Opinião

O rumo certo para o Brasil

Rodrigo Vilaça - O Estado de S.Paulo - Editorial Econômico
Quando se discute a participação da iniciativa privada nos serviços de infraestrutura em nosso país, o setor mais citado como exemplo de sucesso é o das telecomunicações, que passou a viver uma nova realidade a partir de uma lei aprovada em 1997, com base na reforma constitucional de 1995.

Mas é oportuno lembrar que o transporte ferroviário de cargas também saiu de uma etapa extremamente negativa de gestão estatal, que sobrecarregava os cofres públicos com déficits bilionários, para um modelo de concessões que, desde sua implantação, em 1996, apresenta resultados consistentes em todos os aspectos, resgatando a importância dos trens para o desenvolvimento nacional.

Imaginem como estaria a logística de transportes no nosso país se o transporte ferroviário não respondesse pela quarta parte de toda a carga movimentada no território nacional. Podemos também imaginar em que condições estariam as próprias rodovias se não tivéssemos hoje em operação quase 100 mil vagões e 3 mil locomotivas, cuja capacidade total corresponde aproximadamente à de 357 mil caminhões.

O cenário mudou de tal forma que é difícil entender por que motivo se manteve durante várias décadas um modelo que acumulava prejuízos de R$ 1 milhão por dia. Como se sabe, a antiga Rede Ferroviária Federal S.A. (RFFSA) deixou um déficit superior a R$ 13 bilhões, que hoje seria o dobro se essa estatal não tivesse sido extinta. Tão prejudicial quanto esse enorme vazadouro nos cofres públicos foi a estagnação do setor, que emperrou o desenvolvimento econômico em várias regiões do País.

E ainda há quem critique a privatização deste e de outros setores, mesmo sabendo que as concessionárias já recolheram para os cofres públicos, na forma de impostos, Contribuição de Intervenção no Domínio Econômico (Cide), concessão e arrendamentos da malha, um montante superior àquele gigantesco prejuízo do antigo modelo estatal. O prejuízo virou lucro, que somente foi possível a partir de investimentos privados que já ultrapassam o montante de R$ 22 bilhões, e como resultado de uma gestão focada na eficiência das operações ferroviárias.

■ **LISTA DE REGISTROS**:

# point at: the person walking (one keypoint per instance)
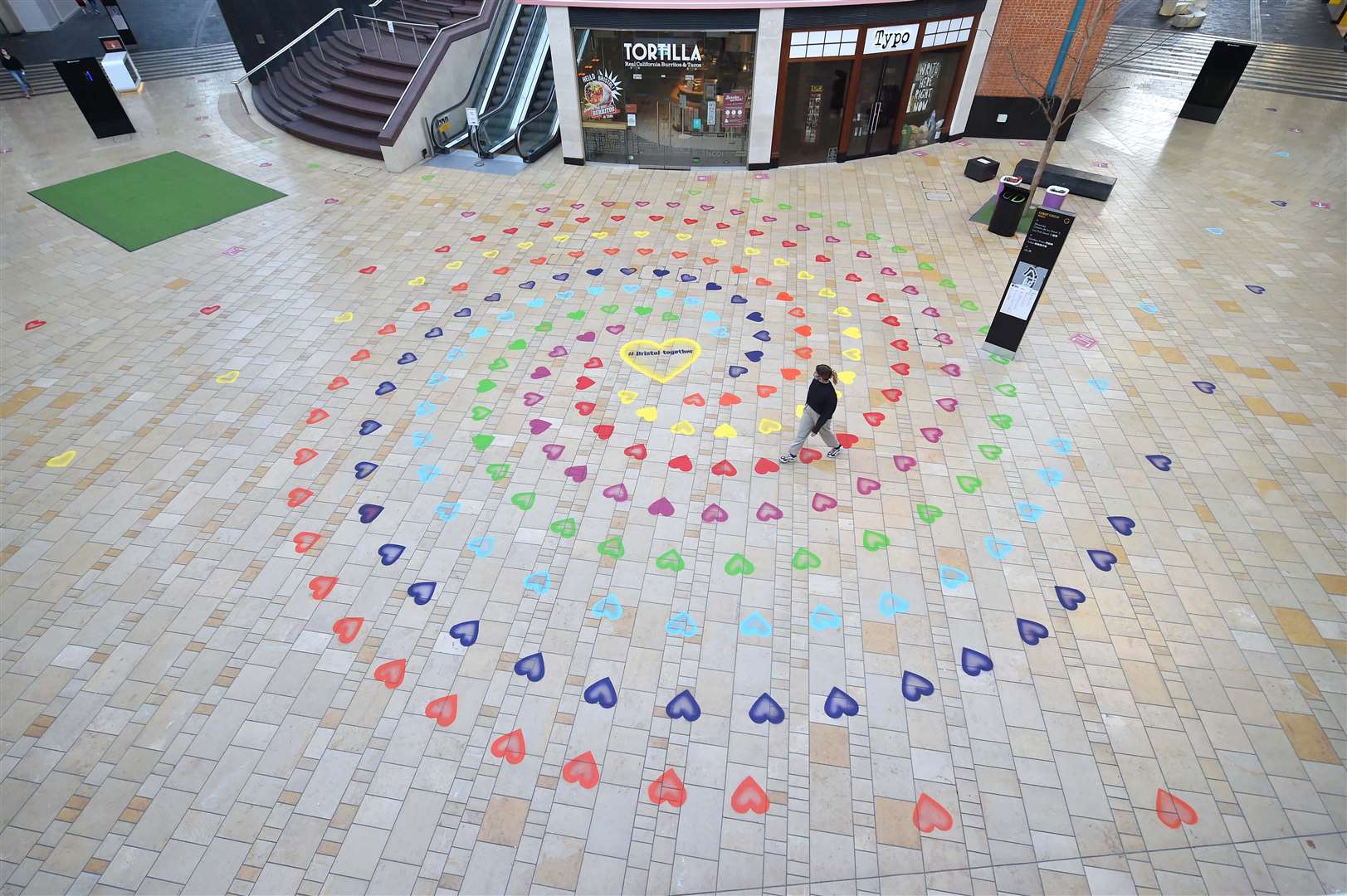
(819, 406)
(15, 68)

* * *

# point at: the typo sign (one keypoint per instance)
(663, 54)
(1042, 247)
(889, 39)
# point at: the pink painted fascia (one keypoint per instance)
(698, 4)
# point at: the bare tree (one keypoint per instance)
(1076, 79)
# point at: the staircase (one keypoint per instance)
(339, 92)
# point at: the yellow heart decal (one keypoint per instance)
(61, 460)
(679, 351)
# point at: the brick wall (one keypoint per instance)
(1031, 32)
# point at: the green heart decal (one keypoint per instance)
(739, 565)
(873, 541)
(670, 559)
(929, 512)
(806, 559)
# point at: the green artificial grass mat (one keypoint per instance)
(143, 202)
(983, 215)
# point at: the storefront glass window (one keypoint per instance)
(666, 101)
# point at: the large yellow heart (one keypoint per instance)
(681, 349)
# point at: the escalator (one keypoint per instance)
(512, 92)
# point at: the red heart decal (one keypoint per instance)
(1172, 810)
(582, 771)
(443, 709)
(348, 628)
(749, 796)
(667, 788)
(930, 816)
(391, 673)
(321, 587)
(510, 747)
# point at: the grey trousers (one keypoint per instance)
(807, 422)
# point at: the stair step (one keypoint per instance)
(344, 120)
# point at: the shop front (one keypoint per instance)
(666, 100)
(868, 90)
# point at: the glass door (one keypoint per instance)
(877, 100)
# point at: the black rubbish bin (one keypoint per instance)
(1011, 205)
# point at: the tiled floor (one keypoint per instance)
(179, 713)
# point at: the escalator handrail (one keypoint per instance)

■ **REALIZE O SEGUINTE**:
[1] Responda com base no artigo sobre o transporte ferroviário:
(a) Em que ano foi implantado o modelo de concessões do transporte ferroviário de cargas?
(b) A capacidade total dos vagões e locomotivas em operação corresponde aproximadamente à de quantos caminhões?
(c) Qual montante os investimentos privados no setor já ultrapassam?
[2] Reproduza fielmente o trecho do artigo sobre o transporte ferroviário que vai de "E ainda há quem" até "das operações ferroviárias.".

■ **RESULTADOS POR TAREFA**:
[1]
(a) Em 1996.
(b) Cerca de 357 mil caminhões.
(c) R$ 22 bilhões.

[2]
E ainda há quem critique a privatização deste e de outros setores, mesmo sabendo que as concessionárias já recolheram para os cofres públicos, na forma de impostos, Contribuição de Intervenção no Domínio Econômico (Cide), concessão e arrendamentos da malha, um montante superior àquele gigantesco prejuízo do antigo modelo estatal. O prejuízo virou lucro, que somente foi possível a partir de investimentos privados que já ultrapassam o montante de R$ 22 bilhões, e como resultado de uma gestão focada na eficiência das operações ferroviárias.